→ 提示テキスト:
+--
車中泊で役場へ「自分は無力」 被災地職員、心も悲鳴

朝日DIGITAL 2016年6月21日
http://www.asahi.com/articles/ASJ5Z3Q3VJ5ZTIPE00S.html

同僚らと被害認定調査などについて話す島田誠也さん=5月27日、熊本県御船町、小宮路勝撮影(省略)
 
 発生から2カ月が過ぎた熊本地震。被災地の自治体職員は自身も住民として被災しながら、避難所の運営や罹災(りさい)証明の調査などに追われる。先の長い復旧、復興の道のりには職員の心身の健康は欠かせず、そのケアが重要になっている。

 4月16日未明の本震で震度6弱を観測し、家屋約2千棟が全半壊した熊本県御船町。今も約250人が避難所に身を寄せる。

 町の男性職員(25)は、隣の嘉島町の自宅が住めなくなり、車中泊をしたり、町外の知人宅を転々としたりしながら出勤している。「朝、目覚めると体が半端なく重い」。この春、役場に就職して2カ月。ほとんど休みを取れないでいる。
+--
→ データ抜粋:
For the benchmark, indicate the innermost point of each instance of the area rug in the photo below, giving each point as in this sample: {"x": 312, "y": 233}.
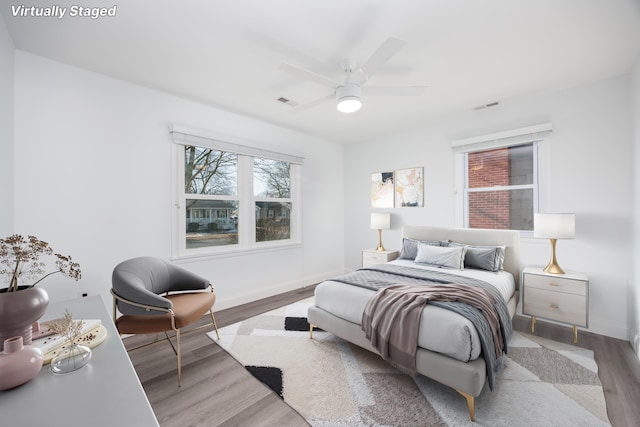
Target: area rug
{"x": 333, "y": 383}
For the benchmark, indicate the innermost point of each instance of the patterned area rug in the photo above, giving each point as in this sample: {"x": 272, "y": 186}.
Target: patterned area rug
{"x": 333, "y": 383}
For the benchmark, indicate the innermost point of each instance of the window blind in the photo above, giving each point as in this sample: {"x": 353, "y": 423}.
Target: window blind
{"x": 502, "y": 139}
{"x": 187, "y": 136}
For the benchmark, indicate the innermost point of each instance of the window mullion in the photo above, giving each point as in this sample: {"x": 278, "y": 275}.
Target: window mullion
{"x": 246, "y": 216}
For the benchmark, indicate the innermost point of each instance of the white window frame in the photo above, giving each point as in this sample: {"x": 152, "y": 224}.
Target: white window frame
{"x": 183, "y": 136}
{"x": 539, "y": 135}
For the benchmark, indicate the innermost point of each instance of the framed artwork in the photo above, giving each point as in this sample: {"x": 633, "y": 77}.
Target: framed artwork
{"x": 409, "y": 188}
{"x": 382, "y": 190}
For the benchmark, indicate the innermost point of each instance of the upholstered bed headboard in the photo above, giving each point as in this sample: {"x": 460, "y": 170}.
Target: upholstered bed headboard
{"x": 474, "y": 236}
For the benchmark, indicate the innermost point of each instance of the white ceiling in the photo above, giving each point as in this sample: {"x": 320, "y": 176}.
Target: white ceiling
{"x": 226, "y": 53}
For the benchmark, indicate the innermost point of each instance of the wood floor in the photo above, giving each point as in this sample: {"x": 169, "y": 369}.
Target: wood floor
{"x": 217, "y": 391}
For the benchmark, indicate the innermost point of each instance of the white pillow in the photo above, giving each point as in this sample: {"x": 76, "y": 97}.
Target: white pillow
{"x": 452, "y": 256}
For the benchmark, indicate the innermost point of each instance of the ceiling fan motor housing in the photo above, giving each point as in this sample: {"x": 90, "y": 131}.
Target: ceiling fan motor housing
{"x": 348, "y": 97}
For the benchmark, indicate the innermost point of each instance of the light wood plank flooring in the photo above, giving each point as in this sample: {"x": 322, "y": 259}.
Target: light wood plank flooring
{"x": 217, "y": 391}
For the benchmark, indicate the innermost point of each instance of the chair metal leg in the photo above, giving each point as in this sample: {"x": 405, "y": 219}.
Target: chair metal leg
{"x": 179, "y": 354}
{"x": 166, "y": 334}
{"x": 213, "y": 319}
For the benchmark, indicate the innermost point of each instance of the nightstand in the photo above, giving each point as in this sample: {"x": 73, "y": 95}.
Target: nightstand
{"x": 560, "y": 297}
{"x": 372, "y": 257}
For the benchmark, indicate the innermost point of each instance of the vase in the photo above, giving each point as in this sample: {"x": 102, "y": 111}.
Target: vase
{"x": 19, "y": 310}
{"x": 70, "y": 358}
{"x": 18, "y": 363}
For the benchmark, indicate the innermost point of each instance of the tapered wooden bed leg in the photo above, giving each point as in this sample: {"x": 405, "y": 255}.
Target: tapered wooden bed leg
{"x": 471, "y": 404}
+--
→ 課題の目的: 提示テキストにある「今も約250人が避難所に身を寄せる。」という一文を英語に訳してください。 データの行は参照しなくて構いません。

→ 解答文: About 250 people are still staying in evacuation shelters.